◆ Task details ◆
Output the full material exactly as it appears here.

◆ Excerpted records ◆
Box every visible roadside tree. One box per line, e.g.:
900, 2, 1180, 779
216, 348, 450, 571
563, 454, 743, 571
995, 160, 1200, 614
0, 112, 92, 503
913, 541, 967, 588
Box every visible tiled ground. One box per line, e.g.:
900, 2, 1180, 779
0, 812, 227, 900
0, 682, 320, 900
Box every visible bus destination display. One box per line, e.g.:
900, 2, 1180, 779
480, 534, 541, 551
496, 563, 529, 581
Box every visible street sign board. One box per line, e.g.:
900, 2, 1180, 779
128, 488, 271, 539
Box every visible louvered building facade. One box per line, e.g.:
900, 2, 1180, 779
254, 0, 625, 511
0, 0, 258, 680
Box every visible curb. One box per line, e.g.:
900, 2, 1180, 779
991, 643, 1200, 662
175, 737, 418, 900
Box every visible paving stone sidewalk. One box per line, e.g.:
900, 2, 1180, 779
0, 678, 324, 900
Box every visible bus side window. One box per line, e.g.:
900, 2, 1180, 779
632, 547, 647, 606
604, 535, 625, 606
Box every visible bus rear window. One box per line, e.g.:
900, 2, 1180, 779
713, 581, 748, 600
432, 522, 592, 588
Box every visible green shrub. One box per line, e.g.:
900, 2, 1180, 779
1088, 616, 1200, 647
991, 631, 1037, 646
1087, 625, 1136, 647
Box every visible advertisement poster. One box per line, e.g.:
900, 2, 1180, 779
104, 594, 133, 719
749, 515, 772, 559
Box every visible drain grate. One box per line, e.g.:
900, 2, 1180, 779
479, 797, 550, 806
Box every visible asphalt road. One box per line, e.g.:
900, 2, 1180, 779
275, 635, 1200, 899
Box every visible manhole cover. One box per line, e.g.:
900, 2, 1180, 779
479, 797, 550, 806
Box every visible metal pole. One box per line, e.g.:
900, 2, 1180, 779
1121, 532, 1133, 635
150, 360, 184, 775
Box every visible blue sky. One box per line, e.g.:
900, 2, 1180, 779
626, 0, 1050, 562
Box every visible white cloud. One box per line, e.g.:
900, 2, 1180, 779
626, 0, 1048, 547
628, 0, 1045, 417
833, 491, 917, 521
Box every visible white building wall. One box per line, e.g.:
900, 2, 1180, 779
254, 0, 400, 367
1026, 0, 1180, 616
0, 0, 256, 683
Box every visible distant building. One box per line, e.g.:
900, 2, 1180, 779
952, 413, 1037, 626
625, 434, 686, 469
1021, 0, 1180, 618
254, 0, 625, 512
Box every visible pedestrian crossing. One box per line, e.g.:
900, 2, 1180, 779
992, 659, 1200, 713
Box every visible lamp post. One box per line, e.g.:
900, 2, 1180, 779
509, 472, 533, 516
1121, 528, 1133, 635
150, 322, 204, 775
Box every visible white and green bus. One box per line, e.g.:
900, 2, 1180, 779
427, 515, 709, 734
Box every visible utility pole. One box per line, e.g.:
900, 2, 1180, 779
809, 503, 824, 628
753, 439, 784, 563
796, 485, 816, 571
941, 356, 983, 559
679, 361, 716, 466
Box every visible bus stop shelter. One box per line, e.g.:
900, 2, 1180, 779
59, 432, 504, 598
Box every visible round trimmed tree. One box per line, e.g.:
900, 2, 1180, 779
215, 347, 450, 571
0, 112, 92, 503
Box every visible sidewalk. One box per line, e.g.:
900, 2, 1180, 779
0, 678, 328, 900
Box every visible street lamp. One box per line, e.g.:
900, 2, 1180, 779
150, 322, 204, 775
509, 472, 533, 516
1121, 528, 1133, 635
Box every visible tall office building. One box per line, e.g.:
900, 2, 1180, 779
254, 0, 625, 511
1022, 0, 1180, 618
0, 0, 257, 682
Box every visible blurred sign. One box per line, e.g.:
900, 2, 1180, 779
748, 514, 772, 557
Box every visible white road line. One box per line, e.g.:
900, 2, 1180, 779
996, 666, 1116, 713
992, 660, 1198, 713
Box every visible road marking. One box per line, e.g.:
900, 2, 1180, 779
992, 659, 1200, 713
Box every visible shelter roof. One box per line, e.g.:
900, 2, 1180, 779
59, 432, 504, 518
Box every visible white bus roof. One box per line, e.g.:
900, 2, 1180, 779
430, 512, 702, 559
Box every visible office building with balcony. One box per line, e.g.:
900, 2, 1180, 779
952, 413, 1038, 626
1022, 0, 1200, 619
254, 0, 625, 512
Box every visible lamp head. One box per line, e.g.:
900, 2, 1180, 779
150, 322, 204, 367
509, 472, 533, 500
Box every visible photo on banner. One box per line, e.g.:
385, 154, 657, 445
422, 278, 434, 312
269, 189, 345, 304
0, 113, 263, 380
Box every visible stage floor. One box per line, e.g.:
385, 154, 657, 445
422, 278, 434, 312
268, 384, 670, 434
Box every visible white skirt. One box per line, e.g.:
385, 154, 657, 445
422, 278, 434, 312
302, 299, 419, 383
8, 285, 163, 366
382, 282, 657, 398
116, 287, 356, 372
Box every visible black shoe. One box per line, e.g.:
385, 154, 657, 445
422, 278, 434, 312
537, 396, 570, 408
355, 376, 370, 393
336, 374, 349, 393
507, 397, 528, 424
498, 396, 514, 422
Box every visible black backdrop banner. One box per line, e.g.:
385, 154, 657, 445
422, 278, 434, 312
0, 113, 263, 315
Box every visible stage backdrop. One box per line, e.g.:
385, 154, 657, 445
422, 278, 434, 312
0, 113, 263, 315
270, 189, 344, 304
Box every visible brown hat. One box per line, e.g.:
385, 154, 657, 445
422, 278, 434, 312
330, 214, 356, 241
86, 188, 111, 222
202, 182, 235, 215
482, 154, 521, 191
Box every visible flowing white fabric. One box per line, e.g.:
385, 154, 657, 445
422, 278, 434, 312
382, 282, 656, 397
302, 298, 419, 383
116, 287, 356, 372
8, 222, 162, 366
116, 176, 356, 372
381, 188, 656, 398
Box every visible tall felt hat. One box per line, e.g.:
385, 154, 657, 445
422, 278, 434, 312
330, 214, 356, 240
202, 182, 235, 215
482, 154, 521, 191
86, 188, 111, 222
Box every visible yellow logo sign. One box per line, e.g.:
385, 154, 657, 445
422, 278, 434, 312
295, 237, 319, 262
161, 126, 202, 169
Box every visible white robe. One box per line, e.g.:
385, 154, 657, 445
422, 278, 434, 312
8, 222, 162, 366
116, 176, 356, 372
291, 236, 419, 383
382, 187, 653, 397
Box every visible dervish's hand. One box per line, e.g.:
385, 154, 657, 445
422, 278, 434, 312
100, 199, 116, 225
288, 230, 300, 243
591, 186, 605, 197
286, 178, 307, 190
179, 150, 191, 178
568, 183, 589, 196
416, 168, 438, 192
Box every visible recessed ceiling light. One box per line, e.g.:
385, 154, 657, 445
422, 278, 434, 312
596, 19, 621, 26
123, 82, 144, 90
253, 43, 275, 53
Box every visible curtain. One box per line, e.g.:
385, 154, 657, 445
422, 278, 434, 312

◆ Response to this exercise ◆
Box every visible roadside tree. One box per line, e.g.:
900, 2, 1180, 779
216, 348, 450, 571
563, 454, 743, 571
995, 160, 1200, 614
0, 112, 92, 503
913, 541, 967, 588
Box every visible tiled ground. One box per line, e.g.:
900, 2, 1180, 779
0, 812, 227, 900
0, 682, 320, 900
Box every visible bus destination display. One box per line, e.g.:
900, 2, 1180, 779
480, 534, 541, 551
496, 563, 529, 581
Box every visible street sign board. One box per line, e.g.:
900, 2, 1180, 779
128, 488, 271, 539
Box every visible louvered building facade. One box per line, e.g.:
900, 2, 1180, 779
254, 0, 625, 511
0, 0, 258, 680
Box every visible curb. One box per line, e.g.:
900, 2, 1180, 779
991, 643, 1200, 662
175, 737, 418, 900
Box every visible paving stone sidewalk. One box per line, e.g.:
900, 2, 1180, 779
0, 678, 324, 900
Box every visible bus side window. One box per line, e.g.:
900, 2, 1180, 779
632, 547, 647, 606
604, 535, 625, 606
Box every visible bus rear window. One box per line, e.g.:
900, 2, 1180, 779
713, 581, 748, 600
432, 522, 592, 588
Box every visible green shrub. One box per line, e.g.:
900, 2, 1180, 779
1088, 616, 1200, 647
991, 631, 1037, 646
1087, 625, 1136, 647
Box every visible advertisement poster. One box per line, e.g.:
900, 2, 1180, 779
104, 594, 133, 719
749, 515, 772, 559
Box every visible drain grate. One box per line, e.g.:
900, 2, 1180, 779
479, 797, 550, 806
Box every visible asphalt road. One box per line, e.g.:
900, 2, 1180, 779
275, 635, 1200, 899
Box every visible manhole cover. One box per line, e.g.:
900, 2, 1180, 779
479, 797, 550, 806
Box every visible metal pole. One box per line, e.g.:
900, 2, 1180, 779
1121, 532, 1133, 635
150, 360, 184, 775
Box every visible blue sky. One box per line, e.g.:
900, 2, 1180, 779
626, 0, 1050, 562
Box every visible white cloud. One box per line, e.g.:
900, 2, 1180, 779
626, 0, 1048, 547
628, 0, 1045, 417
833, 491, 917, 521
Box every visible white building wall. One box per line, e.g.:
900, 2, 1180, 779
254, 0, 400, 367
1026, 0, 1180, 616
0, 0, 256, 683
Box every visible distant building. One box per line, e.g.:
900, 2, 1180, 779
952, 413, 1037, 626
625, 434, 686, 469
1021, 0, 1180, 618
254, 0, 625, 512
Box every visible pedestrian crossing. One box per line, e.g.:
900, 2, 1180, 779
992, 659, 1200, 713
Box every visible lamp post. One box per line, e.g.:
900, 2, 1180, 779
509, 472, 533, 516
1121, 528, 1133, 635
150, 322, 204, 775
Box every visible white and green bus. One box per line, e.g.:
900, 2, 1180, 779
427, 515, 709, 734
Box every visible utility pole. One box per line, e.g.:
900, 2, 1180, 779
809, 503, 824, 628
753, 439, 784, 563
796, 485, 816, 571
941, 356, 983, 559
679, 361, 716, 466
Box every visible bus stop shelter. One box per line, e.g.:
900, 2, 1180, 779
59, 432, 504, 598
Box every visible round trimmed tree. One box per line, e.g.:
900, 2, 1180, 779
215, 347, 450, 571
0, 112, 92, 503
Box every visible sidewalk. One box per line, e.g.:
900, 2, 1180, 779
0, 678, 328, 900
Box every visible street lamp. One box per line, e.g.:
900, 2, 1180, 779
150, 322, 204, 775
509, 472, 533, 516
1121, 528, 1133, 635
Box every visible tall office building. One box per line, e.g.:
900, 2, 1180, 779
254, 0, 625, 511
1022, 0, 1180, 618
0, 0, 257, 682
Box every visible blurred sign. One box per line, e.g.:
900, 2, 1180, 779
748, 514, 772, 557
Box every visible white road line. One box per line, e.g.:
900, 2, 1180, 779
996, 666, 1116, 713
992, 660, 1198, 713
Box every visible road marking. One box per line, e.g.:
900, 2, 1180, 779
992, 659, 1200, 713
Box every visible shelter roof. One box per line, e.g.:
900, 2, 1180, 779
59, 432, 504, 518
Box every visible white bus roof. One box per line, e.g.:
900, 2, 1180, 779
430, 512, 702, 559
Box every visible office building with balcony. One box per line, e.g.:
900, 2, 1180, 779
952, 413, 1038, 626
1022, 0, 1200, 619
254, 0, 625, 512
Box every visible lamp head. One box per line, e.g.:
900, 2, 1180, 779
150, 322, 204, 367
509, 472, 533, 500
Box every visible photo on banner. One box per line, e.g.:
385, 154, 657, 445
422, 278, 434, 312
269, 189, 345, 304
0, 113, 263, 380
Box every visible stage floor. One box per line, e.g.:
385, 154, 657, 445
422, 278, 434, 312
268, 384, 670, 434
Box every visible white skirt. One box per line, e.g.:
385, 154, 657, 445
422, 278, 434, 312
302, 299, 419, 383
8, 285, 163, 366
382, 282, 657, 398
116, 287, 356, 372
Box every visible black shoe. One box per line, e.g.:
385, 154, 657, 445
422, 278, 434, 312
537, 396, 570, 408
355, 376, 370, 393
336, 374, 349, 393
507, 397, 528, 424
498, 396, 514, 422
Box every visible black backdrop banner. One box per line, e.g.:
385, 154, 657, 445
422, 278, 434, 312
0, 113, 263, 315
Box every visible stage backdrop. One box per line, e.g.:
385, 154, 657, 445
422, 278, 434, 312
0, 113, 263, 315
270, 189, 344, 304
Box every visible brown hat. One box per line, e.g.:
385, 154, 657, 445
422, 278, 434, 312
330, 214, 356, 241
86, 188, 111, 222
202, 182, 235, 215
482, 154, 521, 191
Box every visible flowing white fabric. One box per line, e.g.:
385, 154, 657, 445
422, 278, 434, 312
382, 282, 656, 397
302, 298, 419, 383
116, 287, 356, 372
8, 222, 162, 366
116, 176, 356, 372
381, 188, 656, 398
Box every visible tall felt hat. One box per line, e.g.:
385, 154, 657, 445
422, 278, 434, 312
330, 214, 356, 240
202, 182, 235, 215
482, 154, 521, 191
86, 188, 111, 222
Box every visible yellow logo sign. One box per line, e.g.:
385, 154, 657, 445
422, 278, 434, 312
295, 237, 319, 262
161, 126, 202, 169
Box every visible white robe. One box per line, e.g.:
385, 154, 657, 445
422, 278, 434, 312
8, 222, 162, 366
116, 176, 356, 372
291, 236, 419, 383
382, 187, 653, 397
Box every visible dervish's hand. One box per line, e.g.:
385, 154, 657, 445
422, 278, 434, 312
100, 199, 116, 225
288, 230, 300, 243
591, 186, 605, 197
286, 178, 307, 190
179, 150, 191, 178
568, 183, 589, 196
416, 168, 438, 192
Box every visible recessed ceiling light. One box per line, e.g.:
385, 154, 657, 445
422, 278, 434, 312
596, 19, 621, 26
123, 82, 144, 90
253, 43, 275, 53
Box every visible curtain. One box per line, e.g.:
385, 154, 657, 445
422, 278, 434, 312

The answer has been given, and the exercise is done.